* Extrait retenu

::::::

Chaque année, le salon Côté Sud s’installe au parc Jourdan à Aix-en-Provence. Il s’agit d’un salon de décoration mais on y entend des infos alimentaires parfois surprenantes …
Lors de chaque salon Côté Sud, nous pouvons assister, à l’ombre du cagnard* provençal, à une démonstration de cuisine simple, rapide et efficace de Reine Sammut. C’est un plaisir que de la retrouver. Une femme simple, sympathique avec un sourire permanent. Une femme-chef qui permet de rappeler que les femmes ont leurs mots à dire en cuisine et que si les femmes-chefs y sont si rares, c’est plus pour des raisons de vies sociales liées aux mariages et aux enfants que pour leurs talents. Ce qui me plaît aussi chez Reine, c’est son franc parler convivial et sans vocabulaire pédant comme trop souvent ce genre de milieux nous réserve. Une tomate reste une tomate et il est pénible en effet de voir s’éterniser certains passionnés sur un vocabulaire emporté et précieux pour nous les faire passer pour des bijoux élevés au rang d’une 8e merveille.
Ceci étant dit, écoutons l’assemblée. Les gens disent ou répètent des choses qu’ils entendent … parfois fausses.
Reine Sammut, cuisine une petite fricassée d’aubergine, avec un peu d’ail, de sel et d’huile d’olive et une fois froid, le tout sera mélangé à un peu de yaourt à la turque (à la Grecque), acheté en épicerie spécialisée : [en l’occurrence ici la corbeille d’Orient – Pertuis/Aix-en-Provence].
L’instant de cuisine se passe dans une des petites cabanes show-room du salon, une cabane ouverte de tout côté, comme un comptoir de bar de paillote de bord de mer, pour y laisser voir une cuisine en expo. Loin de sa cuisine et de son matériel habituel, Reine utilise un wok sur plaque à induction et l’aubergine qui demande à mijoter, ne se fera saisir qu’a renfort d’huile d’olive pour ne pas accrocher.
L’assemblée est gentiment outrée de ce taux de lipides apportés et commence les commentaires.
« Oh non, ce n’est plus diet ? » ou bien encore « Utilisez-vous une autre huile, car l’huile d’olive n’est pas une huile stable ? ».
Si l’on se prend au jeu, on se surprend à répéter une fois de plus les mêmes choses. Le gras [le bon] est un élément indispensable à l’équilibre alimentaire. Sans en abuser, il faut arrêter de le fustiger. La vitamine E est présente dans les lipides et notre cerveau utilisera les lipides pour le bon fonctionnement de nos neurones. Le sucre fait grossir, pas le gras. En tous cas c’est ce que présentent les rapports et expériences dénonçant les régimes lipidiques.

::::::

* Matériel fourni
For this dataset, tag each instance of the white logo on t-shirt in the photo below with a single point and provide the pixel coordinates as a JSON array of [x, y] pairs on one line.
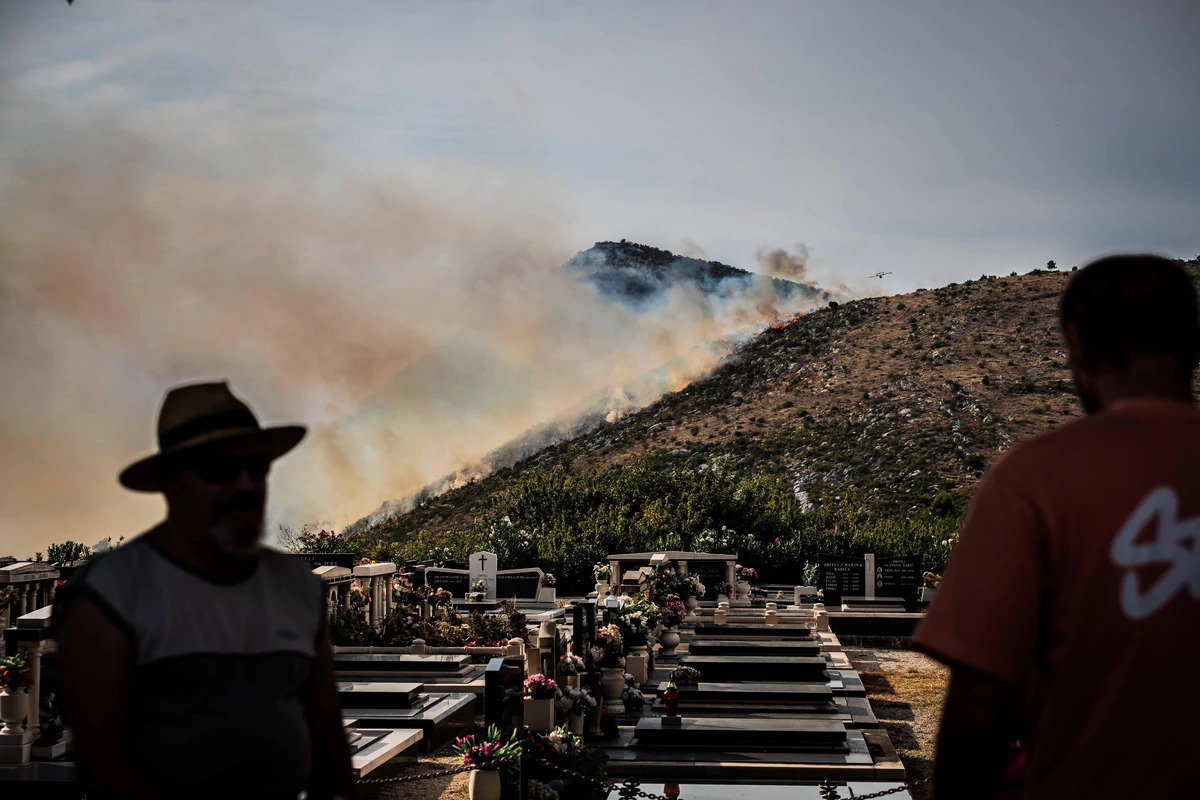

::::::

* Consigne
Répondez brièvement, d'après l'extrait consacré au salon Côté Sud :
1. Dans quel parc et dans quelle ville le salon s'installe-t-il chaque année ?
2. Sur quel appareil Reine Sammut fait-elle cuire l'aubergine lors de la démonstration ?
3. À quoi la fricassée est-elle mélangée une fois froide ?
Ce matériel provient d'une source distincte de l'extrait.

* Réponse rédigée
1. Au parc Jourdan, à Aix-en-Provence.
2. Dans un wok sur plaque à induction.
3. À un peu de yaourt à la turque (à la grecque), acheté en épicerie spécialisée.